[Stored dataset items]
● ● ● ● ● ● ●
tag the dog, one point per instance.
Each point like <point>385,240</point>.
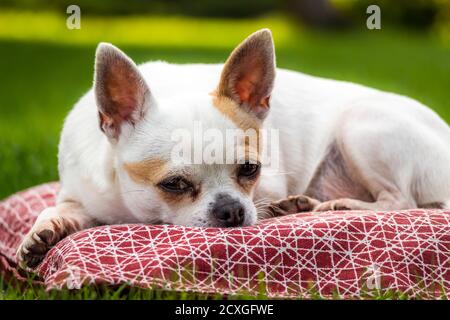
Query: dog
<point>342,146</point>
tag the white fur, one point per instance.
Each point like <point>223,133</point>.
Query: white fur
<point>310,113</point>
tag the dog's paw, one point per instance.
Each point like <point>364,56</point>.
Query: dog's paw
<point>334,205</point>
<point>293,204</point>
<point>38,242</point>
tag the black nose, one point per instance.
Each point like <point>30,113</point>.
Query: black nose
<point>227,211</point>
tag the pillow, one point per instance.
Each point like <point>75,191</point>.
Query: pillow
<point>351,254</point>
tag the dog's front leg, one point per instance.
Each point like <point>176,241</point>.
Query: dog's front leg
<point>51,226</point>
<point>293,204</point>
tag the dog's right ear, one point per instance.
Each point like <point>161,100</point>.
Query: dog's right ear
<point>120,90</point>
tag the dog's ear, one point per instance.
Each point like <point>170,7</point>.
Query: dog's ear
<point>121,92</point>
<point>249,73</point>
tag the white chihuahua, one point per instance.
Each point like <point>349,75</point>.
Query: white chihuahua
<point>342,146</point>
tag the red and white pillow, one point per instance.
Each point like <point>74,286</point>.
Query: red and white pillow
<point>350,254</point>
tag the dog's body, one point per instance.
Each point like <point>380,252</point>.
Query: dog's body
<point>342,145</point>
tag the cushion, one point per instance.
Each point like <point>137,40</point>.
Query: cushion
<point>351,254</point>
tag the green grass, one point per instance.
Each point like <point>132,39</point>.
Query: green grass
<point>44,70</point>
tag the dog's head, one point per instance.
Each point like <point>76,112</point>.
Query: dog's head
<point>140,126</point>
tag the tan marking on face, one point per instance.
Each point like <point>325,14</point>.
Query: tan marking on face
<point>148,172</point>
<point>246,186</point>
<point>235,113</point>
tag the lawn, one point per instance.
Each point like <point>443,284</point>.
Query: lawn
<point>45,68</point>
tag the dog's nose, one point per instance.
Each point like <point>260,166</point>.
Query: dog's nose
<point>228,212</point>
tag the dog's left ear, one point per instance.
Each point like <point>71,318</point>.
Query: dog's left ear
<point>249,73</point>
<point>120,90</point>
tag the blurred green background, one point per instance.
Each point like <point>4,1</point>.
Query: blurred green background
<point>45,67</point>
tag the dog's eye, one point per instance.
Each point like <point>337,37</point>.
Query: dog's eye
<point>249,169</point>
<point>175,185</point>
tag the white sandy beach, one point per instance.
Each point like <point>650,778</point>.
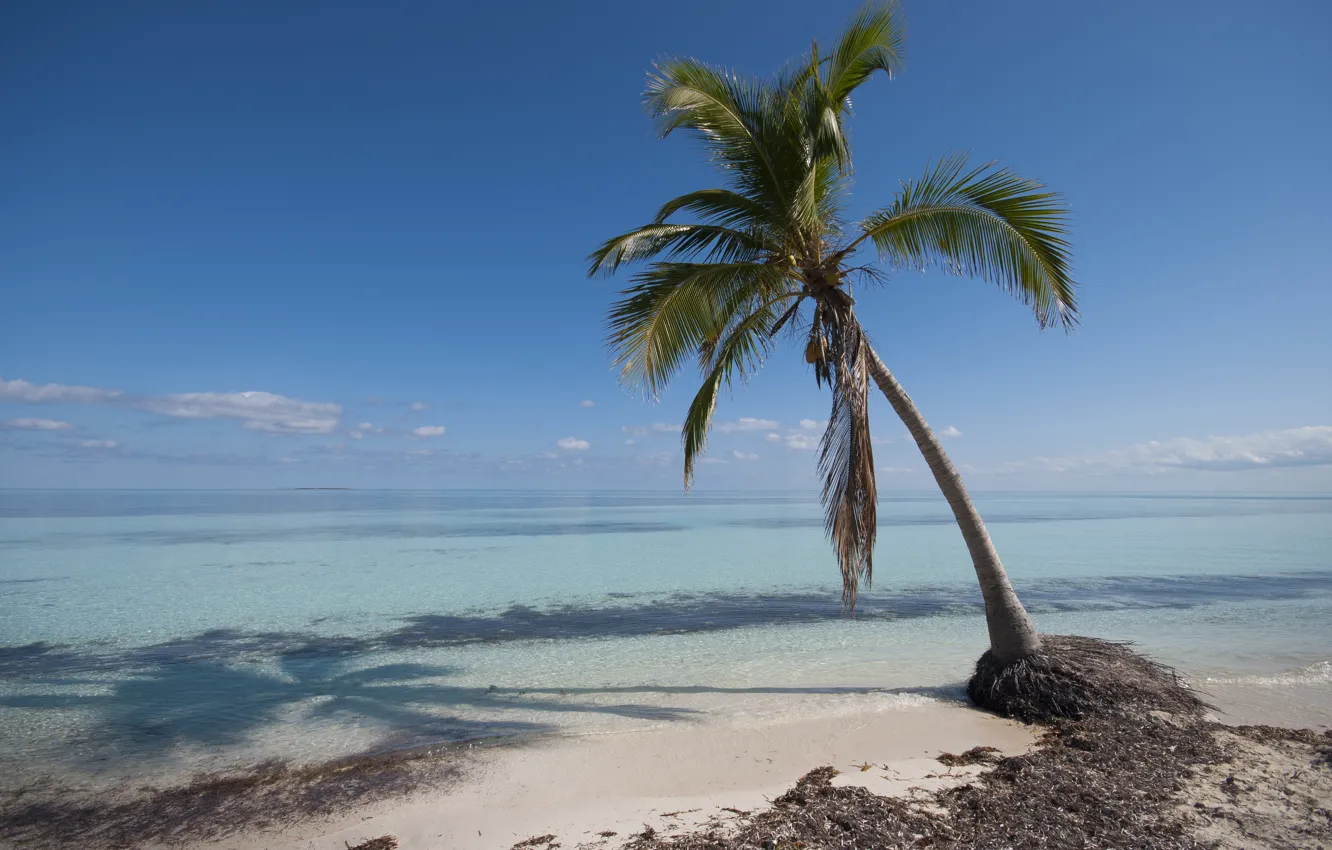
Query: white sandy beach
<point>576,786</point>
● ● ● ● ● ● ●
> [WHAT TO DO] Without including any images, output the data exactly as given.

> [SOLUTION TO THE EXERCISE]
tag the dog, one point per instance.
Each point like <point>385,240</point>.
Query: dog
<point>342,146</point>
tag the white fur, one point per instance.
Each point like <point>223,133</point>.
Query: white fur
<point>310,113</point>
tag the dog's paw, one point per instance.
Each point like <point>364,56</point>.
Query: dog's paw
<point>334,205</point>
<point>293,204</point>
<point>38,242</point>
tag the black nose, one point per instance.
Each point like <point>30,113</point>.
Query: black nose
<point>227,211</point>
tag the pillow, one point per instance.
Each point like <point>75,191</point>.
Query: pillow
<point>351,254</point>
tag the dog's front leg, one point per instance.
Each point like <point>176,241</point>.
Query: dog's front leg
<point>51,226</point>
<point>293,204</point>
tag the dog's right ear, one point per instance.
Each point like <point>161,100</point>.
Query: dog's right ear
<point>120,90</point>
tag the dog's ear, one point per instance.
Each point like <point>170,7</point>.
Query: dog's ear
<point>121,92</point>
<point>249,73</point>
tag the white chihuahua, one point per instance.
Each point like <point>349,75</point>.
Query: white chihuahua
<point>342,146</point>
tag the red and white pillow, one point per instance.
Each point like <point>74,286</point>.
Query: red and white pillow
<point>350,254</point>
tag the dog's body, one point per instance.
Each point like <point>380,252</point>.
Query: dog's body
<point>342,145</point>
tag the cushion, one point per instance.
Each point like <point>137,40</point>.
Query: cushion
<point>351,254</point>
tag the green grass, one point per instance.
Each point like <point>132,39</point>.
Query: green grass
<point>44,70</point>
tag the dog's head, one point per instance.
Each point like <point>76,112</point>.
Query: dog's head
<point>140,126</point>
tag the tan marking on face, one point per instance.
Each point like <point>325,14</point>.
Query: tan marking on face
<point>148,172</point>
<point>246,186</point>
<point>235,113</point>
tag the lawn, one point per instance.
Each point like <point>443,284</point>.
Query: lawn
<point>45,68</point>
tag the dog's nose, one point per instance.
Each point like <point>260,166</point>.
Query: dog's nose
<point>228,212</point>
tag the dog's left ear, one point per instance.
Each point like <point>71,318</point>.
Query: dog's left ear
<point>249,73</point>
<point>120,90</point>
tag the blurred green background, one point per instance.
Each point like <point>4,1</point>.
Query: blurred green background
<point>45,67</point>
tag the dog's eye, one point per instance.
Each point like <point>337,37</point>.
Query: dog's eye
<point>249,169</point>
<point>175,185</point>
tag the white sandy beach, one point per instance.
Each point like <point>650,778</point>.
Query: white sandy beach
<point>576,786</point>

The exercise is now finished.